-- start of The data --
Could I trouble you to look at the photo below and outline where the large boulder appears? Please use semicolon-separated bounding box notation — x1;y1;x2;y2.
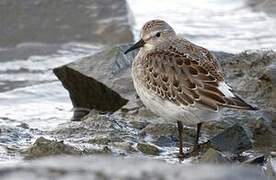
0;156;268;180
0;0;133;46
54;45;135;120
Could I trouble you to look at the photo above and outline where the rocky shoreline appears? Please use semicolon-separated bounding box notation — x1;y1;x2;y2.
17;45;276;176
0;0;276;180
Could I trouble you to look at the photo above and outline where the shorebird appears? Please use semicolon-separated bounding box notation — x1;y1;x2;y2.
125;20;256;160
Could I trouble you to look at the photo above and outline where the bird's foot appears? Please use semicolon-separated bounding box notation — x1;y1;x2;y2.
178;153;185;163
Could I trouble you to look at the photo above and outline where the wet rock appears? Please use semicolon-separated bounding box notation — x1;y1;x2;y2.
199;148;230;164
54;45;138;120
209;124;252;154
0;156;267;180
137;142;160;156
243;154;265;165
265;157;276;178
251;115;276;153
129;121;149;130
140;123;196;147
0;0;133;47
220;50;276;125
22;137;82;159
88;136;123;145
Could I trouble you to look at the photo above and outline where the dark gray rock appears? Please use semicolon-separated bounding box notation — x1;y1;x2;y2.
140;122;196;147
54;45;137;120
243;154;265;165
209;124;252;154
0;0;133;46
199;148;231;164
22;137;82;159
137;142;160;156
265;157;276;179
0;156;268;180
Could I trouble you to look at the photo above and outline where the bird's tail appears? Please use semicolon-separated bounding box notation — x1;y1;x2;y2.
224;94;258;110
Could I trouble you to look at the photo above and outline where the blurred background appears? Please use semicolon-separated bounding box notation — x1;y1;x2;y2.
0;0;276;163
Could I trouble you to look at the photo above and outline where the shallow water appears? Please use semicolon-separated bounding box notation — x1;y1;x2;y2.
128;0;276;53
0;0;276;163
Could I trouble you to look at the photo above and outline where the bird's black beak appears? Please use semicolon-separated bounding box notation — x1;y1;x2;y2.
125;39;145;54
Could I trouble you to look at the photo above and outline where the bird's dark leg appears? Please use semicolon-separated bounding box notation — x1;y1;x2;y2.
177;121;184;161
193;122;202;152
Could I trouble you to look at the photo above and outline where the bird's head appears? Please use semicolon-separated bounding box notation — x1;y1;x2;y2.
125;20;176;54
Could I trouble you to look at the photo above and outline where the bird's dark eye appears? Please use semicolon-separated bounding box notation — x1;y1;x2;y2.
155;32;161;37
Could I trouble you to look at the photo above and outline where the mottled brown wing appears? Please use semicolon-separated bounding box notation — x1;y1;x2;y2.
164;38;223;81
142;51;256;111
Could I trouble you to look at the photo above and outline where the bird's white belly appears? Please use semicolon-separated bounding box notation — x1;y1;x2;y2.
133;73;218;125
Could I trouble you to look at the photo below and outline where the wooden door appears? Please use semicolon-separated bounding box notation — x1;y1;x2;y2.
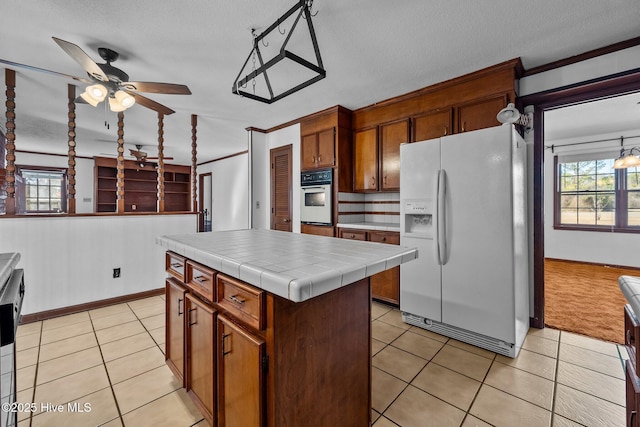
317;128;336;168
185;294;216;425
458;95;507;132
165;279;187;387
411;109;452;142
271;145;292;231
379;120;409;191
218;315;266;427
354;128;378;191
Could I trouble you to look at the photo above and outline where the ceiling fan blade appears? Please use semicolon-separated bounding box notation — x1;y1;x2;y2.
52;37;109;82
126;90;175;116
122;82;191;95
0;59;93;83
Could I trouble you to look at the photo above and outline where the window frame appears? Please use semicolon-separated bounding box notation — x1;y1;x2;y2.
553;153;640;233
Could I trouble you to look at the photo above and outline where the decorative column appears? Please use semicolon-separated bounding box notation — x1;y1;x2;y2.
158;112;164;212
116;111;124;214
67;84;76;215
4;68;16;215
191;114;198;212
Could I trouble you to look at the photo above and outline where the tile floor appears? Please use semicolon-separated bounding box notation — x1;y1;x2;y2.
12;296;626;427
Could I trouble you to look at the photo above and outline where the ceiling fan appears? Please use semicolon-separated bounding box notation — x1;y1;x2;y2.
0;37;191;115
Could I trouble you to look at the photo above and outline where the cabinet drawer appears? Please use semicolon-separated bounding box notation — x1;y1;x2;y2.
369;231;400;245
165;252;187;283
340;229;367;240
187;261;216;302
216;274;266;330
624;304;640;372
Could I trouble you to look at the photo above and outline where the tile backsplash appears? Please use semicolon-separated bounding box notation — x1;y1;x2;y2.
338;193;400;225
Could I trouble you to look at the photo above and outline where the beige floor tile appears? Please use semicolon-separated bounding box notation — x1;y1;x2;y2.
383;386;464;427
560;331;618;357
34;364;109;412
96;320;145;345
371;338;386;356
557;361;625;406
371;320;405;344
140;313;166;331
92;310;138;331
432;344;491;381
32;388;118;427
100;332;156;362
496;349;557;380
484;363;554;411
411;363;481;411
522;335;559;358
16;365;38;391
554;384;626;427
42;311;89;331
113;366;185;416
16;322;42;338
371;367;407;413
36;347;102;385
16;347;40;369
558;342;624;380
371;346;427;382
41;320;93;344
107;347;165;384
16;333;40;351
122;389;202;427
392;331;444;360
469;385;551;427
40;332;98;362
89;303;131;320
-- end of The data --
Copy the lines of the items without alteration, starting at the line that contains "where the window" and ending at the line that contains "191;114;198;212", with both of those lines included.

Could I trouble you to look at the photo above and outline where the window frame appears? Please use semicolon-separated bounding box notation — x1;y1;x2;y2.
553;153;640;233
Could I trouble you to look at the photo above and outline where the decorative column appears? Please use semicolon-separated bounding box notation — x1;y1;x2;y2.
158;112;164;212
116;111;124;214
67;84;76;215
4;68;16;215
191;114;198;212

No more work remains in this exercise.